Supplied entries =
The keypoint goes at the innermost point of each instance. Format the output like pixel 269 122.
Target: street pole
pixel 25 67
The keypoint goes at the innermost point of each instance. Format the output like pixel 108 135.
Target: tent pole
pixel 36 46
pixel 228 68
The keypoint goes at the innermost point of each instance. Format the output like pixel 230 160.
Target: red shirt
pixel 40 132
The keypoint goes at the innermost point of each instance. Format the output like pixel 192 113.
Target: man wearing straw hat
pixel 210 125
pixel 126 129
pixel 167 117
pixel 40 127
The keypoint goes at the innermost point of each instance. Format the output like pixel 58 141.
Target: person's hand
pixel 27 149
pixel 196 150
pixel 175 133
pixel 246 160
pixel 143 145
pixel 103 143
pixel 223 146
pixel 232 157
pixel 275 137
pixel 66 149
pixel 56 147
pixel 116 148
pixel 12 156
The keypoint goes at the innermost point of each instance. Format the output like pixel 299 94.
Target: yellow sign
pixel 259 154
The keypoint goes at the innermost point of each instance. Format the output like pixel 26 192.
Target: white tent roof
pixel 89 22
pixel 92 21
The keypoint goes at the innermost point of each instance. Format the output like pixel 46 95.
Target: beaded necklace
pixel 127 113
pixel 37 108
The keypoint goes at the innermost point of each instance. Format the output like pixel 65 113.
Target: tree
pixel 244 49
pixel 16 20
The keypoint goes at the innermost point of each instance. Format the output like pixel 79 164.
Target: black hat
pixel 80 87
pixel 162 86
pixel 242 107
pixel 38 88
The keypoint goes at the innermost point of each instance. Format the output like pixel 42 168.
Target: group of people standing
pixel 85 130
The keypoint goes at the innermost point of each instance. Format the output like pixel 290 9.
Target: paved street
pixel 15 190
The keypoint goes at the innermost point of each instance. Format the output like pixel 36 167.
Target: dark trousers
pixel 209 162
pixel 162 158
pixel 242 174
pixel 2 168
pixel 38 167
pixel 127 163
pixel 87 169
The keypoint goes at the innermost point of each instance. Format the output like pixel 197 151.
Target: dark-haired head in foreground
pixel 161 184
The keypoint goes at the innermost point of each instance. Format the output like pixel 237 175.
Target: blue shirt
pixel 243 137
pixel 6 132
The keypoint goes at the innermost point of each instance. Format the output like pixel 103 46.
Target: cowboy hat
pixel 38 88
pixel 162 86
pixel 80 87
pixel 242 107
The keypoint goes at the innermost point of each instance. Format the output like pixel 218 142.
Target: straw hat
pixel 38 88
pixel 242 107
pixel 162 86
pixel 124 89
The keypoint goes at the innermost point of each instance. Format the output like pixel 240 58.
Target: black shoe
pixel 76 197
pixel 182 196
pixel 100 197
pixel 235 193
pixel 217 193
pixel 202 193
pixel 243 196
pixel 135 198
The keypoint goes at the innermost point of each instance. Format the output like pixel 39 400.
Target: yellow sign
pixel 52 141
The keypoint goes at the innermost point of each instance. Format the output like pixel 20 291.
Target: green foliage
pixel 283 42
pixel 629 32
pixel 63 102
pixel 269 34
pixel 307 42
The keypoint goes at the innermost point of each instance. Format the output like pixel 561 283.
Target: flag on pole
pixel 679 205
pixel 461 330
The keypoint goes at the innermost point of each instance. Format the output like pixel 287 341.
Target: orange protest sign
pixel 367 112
...
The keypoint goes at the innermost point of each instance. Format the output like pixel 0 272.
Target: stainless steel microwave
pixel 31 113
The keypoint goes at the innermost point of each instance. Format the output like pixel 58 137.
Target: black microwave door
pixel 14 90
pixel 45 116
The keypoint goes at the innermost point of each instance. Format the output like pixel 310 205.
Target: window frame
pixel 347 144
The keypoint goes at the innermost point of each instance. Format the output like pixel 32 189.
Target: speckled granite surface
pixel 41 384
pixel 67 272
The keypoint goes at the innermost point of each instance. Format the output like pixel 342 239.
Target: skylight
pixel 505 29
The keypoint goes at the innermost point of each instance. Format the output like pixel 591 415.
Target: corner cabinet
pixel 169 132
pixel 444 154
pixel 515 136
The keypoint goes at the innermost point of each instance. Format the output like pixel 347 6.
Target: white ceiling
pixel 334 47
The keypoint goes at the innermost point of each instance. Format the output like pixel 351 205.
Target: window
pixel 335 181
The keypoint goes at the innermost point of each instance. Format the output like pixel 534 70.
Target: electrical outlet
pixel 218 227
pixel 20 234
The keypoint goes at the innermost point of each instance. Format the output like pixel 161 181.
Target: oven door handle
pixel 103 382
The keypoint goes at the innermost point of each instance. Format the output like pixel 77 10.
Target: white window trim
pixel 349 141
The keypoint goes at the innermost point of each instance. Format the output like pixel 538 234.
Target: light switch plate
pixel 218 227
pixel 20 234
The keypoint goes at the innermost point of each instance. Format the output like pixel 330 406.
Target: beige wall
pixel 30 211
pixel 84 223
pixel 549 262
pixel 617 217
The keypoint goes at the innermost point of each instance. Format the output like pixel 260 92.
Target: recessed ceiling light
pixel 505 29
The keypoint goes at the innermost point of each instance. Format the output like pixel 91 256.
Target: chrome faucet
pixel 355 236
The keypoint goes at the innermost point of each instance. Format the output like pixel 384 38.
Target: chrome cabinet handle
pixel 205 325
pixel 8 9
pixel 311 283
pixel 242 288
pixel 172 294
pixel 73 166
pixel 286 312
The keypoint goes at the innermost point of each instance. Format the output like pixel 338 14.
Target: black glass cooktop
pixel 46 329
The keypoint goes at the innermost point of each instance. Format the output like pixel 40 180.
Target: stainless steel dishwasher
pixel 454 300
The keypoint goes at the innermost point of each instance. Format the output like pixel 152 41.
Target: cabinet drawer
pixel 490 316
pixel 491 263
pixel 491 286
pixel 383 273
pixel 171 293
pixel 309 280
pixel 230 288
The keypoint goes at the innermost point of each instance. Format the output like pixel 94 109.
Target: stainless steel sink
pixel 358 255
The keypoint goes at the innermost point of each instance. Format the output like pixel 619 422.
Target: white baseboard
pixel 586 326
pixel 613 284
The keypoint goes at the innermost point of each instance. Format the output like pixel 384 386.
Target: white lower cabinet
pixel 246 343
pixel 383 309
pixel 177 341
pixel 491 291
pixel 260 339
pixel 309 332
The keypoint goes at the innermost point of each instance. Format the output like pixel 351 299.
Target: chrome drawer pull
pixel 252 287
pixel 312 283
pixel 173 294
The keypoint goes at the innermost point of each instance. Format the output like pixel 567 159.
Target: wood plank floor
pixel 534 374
...
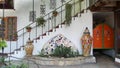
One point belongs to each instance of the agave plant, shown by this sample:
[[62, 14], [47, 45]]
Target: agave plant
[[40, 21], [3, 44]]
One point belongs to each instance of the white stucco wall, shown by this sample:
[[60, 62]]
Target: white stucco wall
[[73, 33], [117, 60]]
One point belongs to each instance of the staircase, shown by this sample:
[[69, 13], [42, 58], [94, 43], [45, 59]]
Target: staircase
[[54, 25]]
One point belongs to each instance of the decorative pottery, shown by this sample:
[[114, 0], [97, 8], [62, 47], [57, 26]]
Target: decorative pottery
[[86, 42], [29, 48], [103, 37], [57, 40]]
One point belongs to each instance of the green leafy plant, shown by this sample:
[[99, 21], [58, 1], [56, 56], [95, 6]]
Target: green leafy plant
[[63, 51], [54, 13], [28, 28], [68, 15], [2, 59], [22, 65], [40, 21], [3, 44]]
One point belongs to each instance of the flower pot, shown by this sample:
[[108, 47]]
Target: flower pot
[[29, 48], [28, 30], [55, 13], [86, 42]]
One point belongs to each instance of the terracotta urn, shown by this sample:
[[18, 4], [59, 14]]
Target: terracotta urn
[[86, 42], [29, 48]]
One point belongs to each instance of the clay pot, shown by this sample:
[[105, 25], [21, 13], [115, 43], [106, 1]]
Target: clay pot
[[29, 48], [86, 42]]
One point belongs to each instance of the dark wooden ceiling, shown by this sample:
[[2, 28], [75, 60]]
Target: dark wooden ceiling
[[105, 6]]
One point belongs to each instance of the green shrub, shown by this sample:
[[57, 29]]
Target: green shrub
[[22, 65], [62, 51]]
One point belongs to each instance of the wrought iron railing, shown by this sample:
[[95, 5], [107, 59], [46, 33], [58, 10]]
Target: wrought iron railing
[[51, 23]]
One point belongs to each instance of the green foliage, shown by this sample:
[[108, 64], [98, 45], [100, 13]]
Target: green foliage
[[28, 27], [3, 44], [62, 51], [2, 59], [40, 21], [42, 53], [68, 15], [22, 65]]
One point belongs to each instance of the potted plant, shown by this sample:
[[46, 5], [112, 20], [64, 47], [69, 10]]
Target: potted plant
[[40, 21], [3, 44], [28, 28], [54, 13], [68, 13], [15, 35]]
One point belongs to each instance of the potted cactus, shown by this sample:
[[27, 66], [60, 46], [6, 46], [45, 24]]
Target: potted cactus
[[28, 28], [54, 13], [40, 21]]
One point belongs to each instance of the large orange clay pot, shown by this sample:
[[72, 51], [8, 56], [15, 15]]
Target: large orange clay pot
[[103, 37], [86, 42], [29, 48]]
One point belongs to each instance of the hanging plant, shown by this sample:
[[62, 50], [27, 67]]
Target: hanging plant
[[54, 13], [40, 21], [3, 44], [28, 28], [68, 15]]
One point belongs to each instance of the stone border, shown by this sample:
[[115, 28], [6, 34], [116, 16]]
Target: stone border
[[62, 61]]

Work item =
With the line that has "Target: electrical outlet" as the first and the line that has "pixel 384 38." as the last, repeat exactly that run of lines above and no more.

Answer =
Target: electrical outlet
pixel 218 227
pixel 20 234
The keypoint goes at the innermost point of each instance. Format the output like pixel 161 181.
Target: oven door handle
pixel 103 382
The keypoint goes at the innermost point of each instance. Format the output like pixel 77 10.
Target: white window trim
pixel 349 141
The keypoint goes at the innermost point of each instance. Format the output like pixel 538 234.
Target: light switch plate
pixel 218 227
pixel 20 234
The keypoint goes at the innermost point of each instance. Format the output like pixel 330 406.
Target: beige wall
pixel 30 211
pixel 84 223
pixel 549 262
pixel 617 217
The keypoint goes at the innermost point of each instance. Format the output like pixel 260 92.
Target: recessed ceiling light
pixel 505 29
The keypoint goes at the innermost point of each instance. Format the output like pixel 91 256.
Target: chrome faucet
pixel 355 236
The keypoint goes at the innermost point of each instance. Format the output like pixel 384 38.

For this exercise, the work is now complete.